Data section:
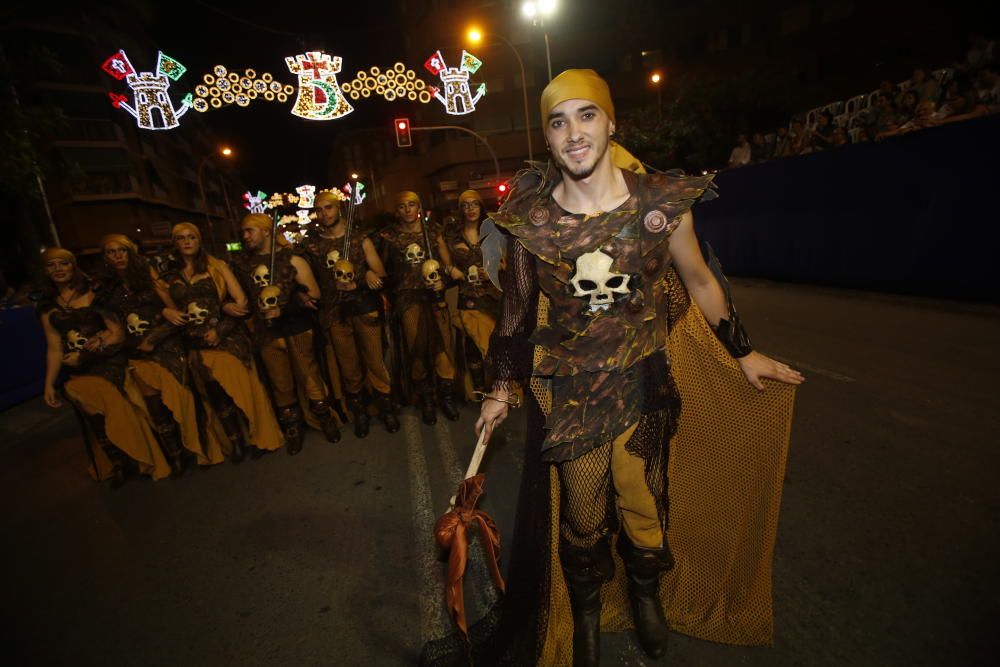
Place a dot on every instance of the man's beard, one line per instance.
(579, 172)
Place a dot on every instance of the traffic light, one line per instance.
(403, 138)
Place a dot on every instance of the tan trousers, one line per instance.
(363, 334)
(290, 359)
(587, 501)
(425, 338)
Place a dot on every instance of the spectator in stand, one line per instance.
(740, 155)
(801, 142)
(925, 87)
(822, 134)
(907, 108)
(838, 138)
(760, 149)
(781, 142)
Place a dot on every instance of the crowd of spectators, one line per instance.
(968, 89)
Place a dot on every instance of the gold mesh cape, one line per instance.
(727, 464)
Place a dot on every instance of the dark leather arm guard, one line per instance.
(730, 332)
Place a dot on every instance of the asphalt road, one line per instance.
(886, 553)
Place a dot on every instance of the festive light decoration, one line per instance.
(153, 108)
(457, 98)
(307, 195)
(395, 83)
(256, 203)
(320, 96)
(222, 88)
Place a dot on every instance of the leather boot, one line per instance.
(387, 411)
(327, 419)
(446, 399)
(168, 434)
(359, 414)
(643, 568)
(585, 569)
(120, 468)
(427, 408)
(290, 419)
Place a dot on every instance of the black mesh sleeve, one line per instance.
(510, 347)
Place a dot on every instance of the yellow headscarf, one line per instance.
(586, 84)
(407, 195)
(121, 240)
(470, 195)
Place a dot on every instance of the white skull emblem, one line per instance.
(432, 273)
(196, 314)
(594, 279)
(414, 254)
(343, 273)
(261, 276)
(474, 276)
(268, 298)
(136, 325)
(332, 258)
(74, 341)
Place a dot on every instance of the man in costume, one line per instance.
(419, 263)
(478, 298)
(350, 309)
(282, 294)
(600, 264)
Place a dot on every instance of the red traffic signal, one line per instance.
(402, 127)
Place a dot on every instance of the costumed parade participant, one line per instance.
(283, 294)
(86, 340)
(208, 303)
(613, 320)
(156, 354)
(350, 309)
(478, 298)
(418, 262)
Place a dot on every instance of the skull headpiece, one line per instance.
(261, 276)
(414, 254)
(474, 276)
(74, 341)
(136, 325)
(332, 258)
(594, 279)
(432, 273)
(196, 314)
(268, 298)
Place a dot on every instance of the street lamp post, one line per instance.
(475, 36)
(656, 78)
(538, 11)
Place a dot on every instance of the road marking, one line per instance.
(434, 621)
(799, 365)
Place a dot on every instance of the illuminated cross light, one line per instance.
(221, 88)
(320, 96)
(256, 203)
(457, 96)
(395, 83)
(307, 195)
(152, 108)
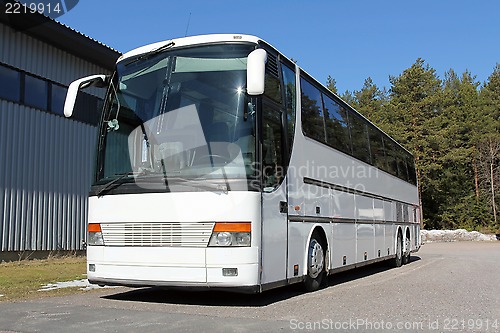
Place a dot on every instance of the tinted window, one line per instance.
(58, 96)
(401, 159)
(337, 126)
(377, 148)
(359, 138)
(289, 84)
(412, 175)
(312, 112)
(10, 84)
(35, 92)
(271, 148)
(390, 155)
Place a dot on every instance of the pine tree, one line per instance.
(415, 98)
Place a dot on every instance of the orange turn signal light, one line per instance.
(94, 227)
(232, 227)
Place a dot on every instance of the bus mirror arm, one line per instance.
(256, 71)
(99, 81)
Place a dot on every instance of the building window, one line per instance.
(10, 84)
(35, 92)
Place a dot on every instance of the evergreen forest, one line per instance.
(452, 127)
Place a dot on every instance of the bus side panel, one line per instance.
(344, 244)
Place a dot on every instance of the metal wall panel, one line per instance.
(46, 161)
(19, 50)
(45, 175)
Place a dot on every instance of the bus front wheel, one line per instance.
(315, 264)
(398, 259)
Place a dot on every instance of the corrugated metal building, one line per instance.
(46, 160)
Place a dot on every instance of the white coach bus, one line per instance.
(222, 164)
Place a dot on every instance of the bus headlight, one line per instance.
(95, 235)
(231, 234)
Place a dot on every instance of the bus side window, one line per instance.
(272, 170)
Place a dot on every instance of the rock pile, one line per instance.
(428, 236)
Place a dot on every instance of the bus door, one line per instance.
(274, 195)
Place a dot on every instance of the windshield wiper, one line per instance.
(151, 53)
(201, 183)
(106, 187)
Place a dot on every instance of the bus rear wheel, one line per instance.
(315, 264)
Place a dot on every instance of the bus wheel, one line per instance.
(398, 260)
(315, 264)
(406, 256)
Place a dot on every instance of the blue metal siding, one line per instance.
(46, 161)
(45, 175)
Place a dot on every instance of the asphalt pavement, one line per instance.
(447, 287)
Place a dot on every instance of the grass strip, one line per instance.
(22, 279)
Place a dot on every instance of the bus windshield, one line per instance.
(179, 117)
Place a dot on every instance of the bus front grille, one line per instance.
(172, 234)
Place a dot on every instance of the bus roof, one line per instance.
(192, 40)
(218, 38)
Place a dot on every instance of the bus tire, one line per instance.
(398, 259)
(315, 264)
(407, 253)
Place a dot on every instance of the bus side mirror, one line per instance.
(99, 81)
(256, 71)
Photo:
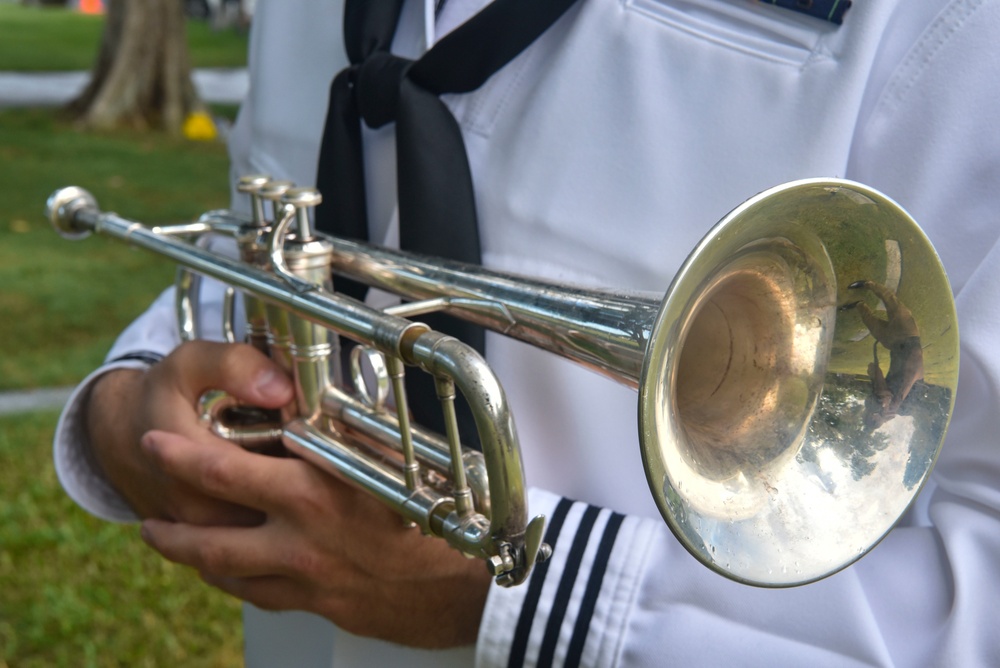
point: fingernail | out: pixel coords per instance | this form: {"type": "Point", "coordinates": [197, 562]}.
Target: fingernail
{"type": "Point", "coordinates": [272, 385]}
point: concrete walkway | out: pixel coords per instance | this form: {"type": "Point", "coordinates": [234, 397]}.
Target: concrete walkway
{"type": "Point", "coordinates": [43, 89]}
{"type": "Point", "coordinates": [26, 401]}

Exercise directions: Show, from the records above, every line that includes "this".

Final answer:
point: fingernail | out: pixel coords per instance | this form: {"type": "Point", "coordinates": [197, 562]}.
point: concrete walkway | out: pixel coords per instance | this form: {"type": "Point", "coordinates": [234, 397]}.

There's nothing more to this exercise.